Grant Sanderson on Why Math's Hardest Work Resists the Benchmark
AI is racing through math because math is verifiable and grindable, but asking the right question, coining the right definition, and drawing the improbable connection resist every benchmark, so the mathematician's job shifts toward curation.
The Spiky, Fractal Frontier
AI capability isn't a rising tide, it's a jagged frontier, and math sits on one of the tallest spikes, which zooms in to reveal still more spikes.
there's a spiky frontier to AI, and math is just right there in one of the spikes. But there's a fractal nature to that spikiness
Lightning Bolts, Mountains, and Raw Hustle
A hard proof can arrive in three shapes, a lightning bolt between two known fields, a whole new mountain of theory, or a brute-force slog, and only the first is easy for humans to digest.
If the character of it is mountain building, you have to put in a lot more time to understand that new mountain that was built, because it's a new thread, not just a lightning bolt between them.
Theorems Are Cheap; Definitions Are Priceless
Proving theorems is the entry tier of math, coining conjectures is rarer, and inventing the right definitions is the summit, which is exactly the part you can't turn into a benchmark.

| Stored data |
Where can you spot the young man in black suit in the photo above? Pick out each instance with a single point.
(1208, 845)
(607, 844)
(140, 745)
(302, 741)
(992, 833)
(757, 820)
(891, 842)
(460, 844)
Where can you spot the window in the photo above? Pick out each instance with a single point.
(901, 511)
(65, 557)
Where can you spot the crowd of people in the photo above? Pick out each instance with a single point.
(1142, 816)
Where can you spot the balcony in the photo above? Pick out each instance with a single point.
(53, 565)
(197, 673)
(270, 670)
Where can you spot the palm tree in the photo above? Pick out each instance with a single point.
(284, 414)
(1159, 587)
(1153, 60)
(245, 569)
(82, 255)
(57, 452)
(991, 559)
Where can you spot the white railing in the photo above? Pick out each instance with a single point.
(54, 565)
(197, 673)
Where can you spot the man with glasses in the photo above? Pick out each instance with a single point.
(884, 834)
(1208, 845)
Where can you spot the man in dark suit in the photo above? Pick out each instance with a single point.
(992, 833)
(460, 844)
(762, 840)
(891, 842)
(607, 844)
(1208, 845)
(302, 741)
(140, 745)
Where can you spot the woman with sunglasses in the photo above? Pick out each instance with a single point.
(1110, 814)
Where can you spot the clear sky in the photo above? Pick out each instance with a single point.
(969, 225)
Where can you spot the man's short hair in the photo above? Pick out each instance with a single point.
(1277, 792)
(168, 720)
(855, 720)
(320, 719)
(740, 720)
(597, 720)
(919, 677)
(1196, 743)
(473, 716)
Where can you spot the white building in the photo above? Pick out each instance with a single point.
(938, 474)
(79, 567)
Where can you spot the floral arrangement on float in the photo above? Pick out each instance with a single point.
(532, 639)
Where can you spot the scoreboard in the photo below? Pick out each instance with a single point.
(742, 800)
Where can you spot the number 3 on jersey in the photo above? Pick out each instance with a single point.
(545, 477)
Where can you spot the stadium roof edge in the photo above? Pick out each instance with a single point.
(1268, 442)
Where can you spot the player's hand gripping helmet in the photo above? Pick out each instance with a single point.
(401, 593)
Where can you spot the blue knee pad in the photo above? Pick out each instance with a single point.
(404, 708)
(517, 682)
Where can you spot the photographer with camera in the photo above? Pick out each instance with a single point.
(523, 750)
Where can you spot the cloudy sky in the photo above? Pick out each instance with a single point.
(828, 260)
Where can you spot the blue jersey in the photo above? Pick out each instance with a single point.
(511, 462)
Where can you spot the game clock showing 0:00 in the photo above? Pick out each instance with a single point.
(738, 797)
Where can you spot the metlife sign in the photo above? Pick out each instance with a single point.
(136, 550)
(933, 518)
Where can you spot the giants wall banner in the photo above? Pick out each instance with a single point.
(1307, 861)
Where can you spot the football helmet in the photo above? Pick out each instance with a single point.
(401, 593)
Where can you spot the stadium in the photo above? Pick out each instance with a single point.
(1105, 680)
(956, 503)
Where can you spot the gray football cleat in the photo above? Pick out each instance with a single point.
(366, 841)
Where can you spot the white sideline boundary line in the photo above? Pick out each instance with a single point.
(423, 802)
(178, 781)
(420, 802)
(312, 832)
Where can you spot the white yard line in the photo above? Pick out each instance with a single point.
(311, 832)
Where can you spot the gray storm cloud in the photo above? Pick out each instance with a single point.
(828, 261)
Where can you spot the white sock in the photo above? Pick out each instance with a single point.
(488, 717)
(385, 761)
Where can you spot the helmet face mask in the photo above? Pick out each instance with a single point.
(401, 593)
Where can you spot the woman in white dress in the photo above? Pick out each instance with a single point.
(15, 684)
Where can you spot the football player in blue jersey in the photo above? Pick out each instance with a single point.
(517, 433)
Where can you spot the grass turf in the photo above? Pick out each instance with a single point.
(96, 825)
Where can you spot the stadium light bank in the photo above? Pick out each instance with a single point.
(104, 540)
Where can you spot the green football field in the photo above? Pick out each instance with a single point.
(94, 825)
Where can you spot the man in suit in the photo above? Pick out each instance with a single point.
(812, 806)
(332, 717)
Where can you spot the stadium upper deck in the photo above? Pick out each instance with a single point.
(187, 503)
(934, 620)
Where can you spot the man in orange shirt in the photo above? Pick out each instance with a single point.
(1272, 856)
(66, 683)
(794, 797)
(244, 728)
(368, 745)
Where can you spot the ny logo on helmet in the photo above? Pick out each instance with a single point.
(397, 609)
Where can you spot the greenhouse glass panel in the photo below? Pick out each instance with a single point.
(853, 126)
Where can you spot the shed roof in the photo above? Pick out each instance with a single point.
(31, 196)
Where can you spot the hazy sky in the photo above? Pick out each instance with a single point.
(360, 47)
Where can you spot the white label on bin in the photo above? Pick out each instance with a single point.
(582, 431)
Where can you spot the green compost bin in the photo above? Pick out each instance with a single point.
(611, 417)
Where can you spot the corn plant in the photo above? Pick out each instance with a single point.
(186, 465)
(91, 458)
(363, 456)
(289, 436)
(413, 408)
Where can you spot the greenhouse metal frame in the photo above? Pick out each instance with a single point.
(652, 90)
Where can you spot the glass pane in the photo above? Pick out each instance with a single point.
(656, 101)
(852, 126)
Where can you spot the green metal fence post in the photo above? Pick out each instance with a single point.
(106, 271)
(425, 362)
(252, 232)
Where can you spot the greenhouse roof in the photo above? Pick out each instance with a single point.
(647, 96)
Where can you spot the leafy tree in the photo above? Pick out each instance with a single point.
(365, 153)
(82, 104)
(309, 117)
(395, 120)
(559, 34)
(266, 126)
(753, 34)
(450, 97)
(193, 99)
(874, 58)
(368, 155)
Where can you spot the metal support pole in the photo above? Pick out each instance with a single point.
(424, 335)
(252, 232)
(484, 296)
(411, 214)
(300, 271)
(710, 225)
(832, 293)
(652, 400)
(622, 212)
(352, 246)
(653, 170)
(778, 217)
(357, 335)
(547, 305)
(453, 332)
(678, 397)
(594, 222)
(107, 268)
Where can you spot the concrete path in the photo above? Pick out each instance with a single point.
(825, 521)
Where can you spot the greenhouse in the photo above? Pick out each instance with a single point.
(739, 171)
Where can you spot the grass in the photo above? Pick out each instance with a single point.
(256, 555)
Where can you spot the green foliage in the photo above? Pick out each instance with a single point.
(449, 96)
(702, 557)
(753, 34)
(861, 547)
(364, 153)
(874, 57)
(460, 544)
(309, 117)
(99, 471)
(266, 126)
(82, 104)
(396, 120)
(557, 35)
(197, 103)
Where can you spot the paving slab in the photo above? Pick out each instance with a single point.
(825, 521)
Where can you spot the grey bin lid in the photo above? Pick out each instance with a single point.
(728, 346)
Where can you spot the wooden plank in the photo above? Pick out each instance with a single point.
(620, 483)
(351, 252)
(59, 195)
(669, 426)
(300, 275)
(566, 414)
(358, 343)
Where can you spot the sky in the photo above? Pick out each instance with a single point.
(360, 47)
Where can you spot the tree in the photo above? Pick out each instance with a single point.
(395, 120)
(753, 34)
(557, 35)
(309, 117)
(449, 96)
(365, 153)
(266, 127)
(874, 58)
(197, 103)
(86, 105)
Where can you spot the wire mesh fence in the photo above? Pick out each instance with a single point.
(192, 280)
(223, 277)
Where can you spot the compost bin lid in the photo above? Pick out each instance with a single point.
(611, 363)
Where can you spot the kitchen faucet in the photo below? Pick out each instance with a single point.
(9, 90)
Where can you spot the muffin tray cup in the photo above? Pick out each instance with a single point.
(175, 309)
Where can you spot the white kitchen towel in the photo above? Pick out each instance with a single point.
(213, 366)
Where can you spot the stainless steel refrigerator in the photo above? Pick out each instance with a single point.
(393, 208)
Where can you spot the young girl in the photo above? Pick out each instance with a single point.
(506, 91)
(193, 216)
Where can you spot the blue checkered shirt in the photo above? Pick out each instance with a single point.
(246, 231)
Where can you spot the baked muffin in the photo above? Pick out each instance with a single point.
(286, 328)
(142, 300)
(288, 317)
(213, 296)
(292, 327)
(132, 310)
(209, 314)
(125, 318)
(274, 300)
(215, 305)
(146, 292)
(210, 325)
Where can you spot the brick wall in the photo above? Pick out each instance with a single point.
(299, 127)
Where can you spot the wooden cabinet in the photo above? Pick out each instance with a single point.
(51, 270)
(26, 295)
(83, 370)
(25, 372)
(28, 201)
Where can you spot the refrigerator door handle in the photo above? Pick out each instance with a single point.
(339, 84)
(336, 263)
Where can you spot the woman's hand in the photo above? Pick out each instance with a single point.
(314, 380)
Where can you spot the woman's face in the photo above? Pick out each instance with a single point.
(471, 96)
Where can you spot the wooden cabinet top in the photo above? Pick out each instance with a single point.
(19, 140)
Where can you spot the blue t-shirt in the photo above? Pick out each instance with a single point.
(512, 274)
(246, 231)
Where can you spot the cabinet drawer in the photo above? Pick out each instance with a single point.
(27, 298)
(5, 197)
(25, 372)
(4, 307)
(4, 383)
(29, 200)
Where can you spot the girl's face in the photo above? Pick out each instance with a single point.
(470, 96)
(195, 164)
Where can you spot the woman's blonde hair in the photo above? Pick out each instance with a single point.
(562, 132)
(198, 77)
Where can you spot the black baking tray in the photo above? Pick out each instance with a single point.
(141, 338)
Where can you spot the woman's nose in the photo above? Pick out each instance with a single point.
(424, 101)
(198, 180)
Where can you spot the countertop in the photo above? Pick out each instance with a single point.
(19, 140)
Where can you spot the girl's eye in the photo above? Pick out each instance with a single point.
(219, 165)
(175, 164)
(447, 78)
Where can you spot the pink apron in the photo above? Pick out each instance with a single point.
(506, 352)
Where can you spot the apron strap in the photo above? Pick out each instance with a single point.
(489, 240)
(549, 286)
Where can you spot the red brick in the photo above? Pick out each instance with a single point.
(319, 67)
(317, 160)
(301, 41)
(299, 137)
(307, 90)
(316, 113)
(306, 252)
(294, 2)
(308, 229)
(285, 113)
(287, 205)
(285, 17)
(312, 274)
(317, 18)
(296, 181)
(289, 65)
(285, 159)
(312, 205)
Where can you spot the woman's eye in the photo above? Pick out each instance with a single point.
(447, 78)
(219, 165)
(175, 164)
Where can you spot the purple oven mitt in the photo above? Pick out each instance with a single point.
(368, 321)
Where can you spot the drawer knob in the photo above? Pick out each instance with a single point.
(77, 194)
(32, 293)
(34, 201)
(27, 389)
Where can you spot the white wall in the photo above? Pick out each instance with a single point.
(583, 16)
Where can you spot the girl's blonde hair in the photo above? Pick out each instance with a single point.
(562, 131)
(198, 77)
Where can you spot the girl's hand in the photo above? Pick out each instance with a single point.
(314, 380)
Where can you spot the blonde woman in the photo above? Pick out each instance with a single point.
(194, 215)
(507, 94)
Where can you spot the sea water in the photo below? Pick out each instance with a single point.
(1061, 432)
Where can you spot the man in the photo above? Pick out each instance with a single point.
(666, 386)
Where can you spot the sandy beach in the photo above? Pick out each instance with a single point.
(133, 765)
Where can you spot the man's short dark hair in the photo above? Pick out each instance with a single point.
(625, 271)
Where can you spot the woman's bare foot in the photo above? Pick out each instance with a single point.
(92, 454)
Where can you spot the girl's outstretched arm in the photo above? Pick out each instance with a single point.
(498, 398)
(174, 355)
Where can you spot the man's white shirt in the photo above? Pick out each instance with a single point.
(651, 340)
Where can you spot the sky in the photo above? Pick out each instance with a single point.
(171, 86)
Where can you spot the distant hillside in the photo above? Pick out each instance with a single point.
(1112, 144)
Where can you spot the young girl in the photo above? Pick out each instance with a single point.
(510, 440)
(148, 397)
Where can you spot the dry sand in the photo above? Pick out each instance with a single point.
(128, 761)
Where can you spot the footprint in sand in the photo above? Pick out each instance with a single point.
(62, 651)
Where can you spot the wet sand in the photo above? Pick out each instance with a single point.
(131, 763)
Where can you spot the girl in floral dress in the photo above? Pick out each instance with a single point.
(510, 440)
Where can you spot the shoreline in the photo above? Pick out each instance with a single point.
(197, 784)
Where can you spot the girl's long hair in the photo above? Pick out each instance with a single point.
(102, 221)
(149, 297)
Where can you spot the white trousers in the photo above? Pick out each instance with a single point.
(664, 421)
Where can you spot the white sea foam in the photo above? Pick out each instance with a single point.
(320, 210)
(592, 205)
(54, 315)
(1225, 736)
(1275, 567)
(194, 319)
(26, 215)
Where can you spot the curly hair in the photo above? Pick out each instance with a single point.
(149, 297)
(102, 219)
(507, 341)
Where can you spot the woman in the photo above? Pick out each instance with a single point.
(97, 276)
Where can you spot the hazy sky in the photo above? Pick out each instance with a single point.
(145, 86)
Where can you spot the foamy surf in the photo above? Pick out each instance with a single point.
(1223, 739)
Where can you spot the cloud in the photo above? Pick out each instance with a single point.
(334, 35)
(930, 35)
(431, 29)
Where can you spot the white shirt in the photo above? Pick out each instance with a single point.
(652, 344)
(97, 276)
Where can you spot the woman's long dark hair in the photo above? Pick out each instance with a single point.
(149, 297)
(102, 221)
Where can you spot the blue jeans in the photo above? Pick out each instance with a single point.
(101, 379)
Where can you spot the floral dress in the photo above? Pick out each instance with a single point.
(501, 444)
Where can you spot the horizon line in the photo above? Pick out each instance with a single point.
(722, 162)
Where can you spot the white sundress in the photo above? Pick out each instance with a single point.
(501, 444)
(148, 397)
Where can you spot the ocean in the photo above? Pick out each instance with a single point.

| Requirement 1 |
In the Grant Sanderson piece on math benchmarks, translate this sentence into Spanish: "A hard proof can arrive in three shapes, a lightning bolt between two known fields, a whole new mountain of theory, or a brute-force slog, and only the first is easy for humans to digest."
| Requirement 2 |
According to the Grant Sanderson piece on math benchmarks, what is the summit of math?
| Requirement 3 |
Go on with the Grant Sanderson piece on math benchmarks, starting after its last sentence.

| Answer box 1 |
Una demostración difícil puede llegar de tres formas: un relámpago entre dos campos conocidos, una montaña de teoría completamente nueva o una labor ardua a fuerza bruta, y solo la primera es fácil de digerir para los humanos.

| Answer box 2 |
Inventing the right definitions.

| Answer box 3 |
good mathematicians prove theorems, great mathematicians come up with conjectures, and the greatest mathematicians come up with definitions.
Galois and the Hundred-Year Verification Loop
Group theory took roughly a century to be recognized as valuable, and the reward signal of the day, the academy, literally rejected the teenager who invented it.
So again, thinking about verifiable reward, the verifier function that is the academy at that time is rejecting what he wrote.
Verifiable Isn't Enough, It Has to Be Grindable
Math and code race ahead not just because answers are checkable, but because you can spin up thousands of deterministic parallel attempts, while computer use is checkable yet ungrindable, so it crawls.
It's not just verifiability; it has to be grindable.
Autoregression Is a Strange Way to Think
A model with superhuman breadth still misses the connection between two fields it has mastered, because the very connection worth making is, by construction, an unlikely next token.
But the connection where all the substance is going to come from is, by its nature, a very unlikely one.
Don't Let All Your LLMs Be Einstein
Since autoregression collapses toward one path, the leverage is to inject diversity above the model, fanning out agents with deliberately opposed goals and biases, one proving, one disproving.
You want to make sure you don't accidentally have all your LLMs be Einstein, because you might halt progress on quantum mechanics.
From Theorem-Prover to Museum Curator
Sanderson once thought AI would prove theorems and leave humans to explain them, now he expects AI to explain better too, leaving humans the role of curator deciding what's worth understanding at all.
One interesting take that I've heard about what mathematicians will end up being is that it's actually more analogous to art museum curators than anything else.